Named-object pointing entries
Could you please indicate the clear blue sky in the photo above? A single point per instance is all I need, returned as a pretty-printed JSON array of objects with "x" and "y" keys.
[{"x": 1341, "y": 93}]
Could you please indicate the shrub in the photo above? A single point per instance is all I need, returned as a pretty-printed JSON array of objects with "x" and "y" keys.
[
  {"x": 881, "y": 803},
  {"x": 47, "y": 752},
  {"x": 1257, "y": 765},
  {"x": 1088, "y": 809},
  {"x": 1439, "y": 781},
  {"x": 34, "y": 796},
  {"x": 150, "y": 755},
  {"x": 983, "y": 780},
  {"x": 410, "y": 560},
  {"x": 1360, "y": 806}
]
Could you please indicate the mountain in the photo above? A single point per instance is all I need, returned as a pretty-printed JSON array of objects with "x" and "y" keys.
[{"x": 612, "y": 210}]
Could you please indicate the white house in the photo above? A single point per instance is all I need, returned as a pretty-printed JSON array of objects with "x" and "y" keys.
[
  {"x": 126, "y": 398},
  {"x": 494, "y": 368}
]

==

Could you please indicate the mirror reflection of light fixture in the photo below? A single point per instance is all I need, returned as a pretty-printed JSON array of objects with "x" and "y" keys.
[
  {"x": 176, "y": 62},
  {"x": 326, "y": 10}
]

* WORK TO DO
Locate each line in the entries that contains the word "above". Copy every such line.

* SOLUTION BELOW
Could you please indicate the clear blue sky in the photo above? A single point per instance is all I need, returned as a pretty-printed JSON array of objects with "x" and "y" keys.
Could you please indicate the shrub in the photo above? A single point per instance is all I need, returned as a pretty-printed JSON array of objects with "x" and "y" keys.
Could you please indicate the mountain in the photo above? A single point per instance is all I need, returned as a pretty-printed JSON array of objects with "x" and "y" keys.
Could you please indicate the white house in the photo above? A single point per instance is all I need, returned as a pretty-printed JSON array of objects with "x" and "y" keys.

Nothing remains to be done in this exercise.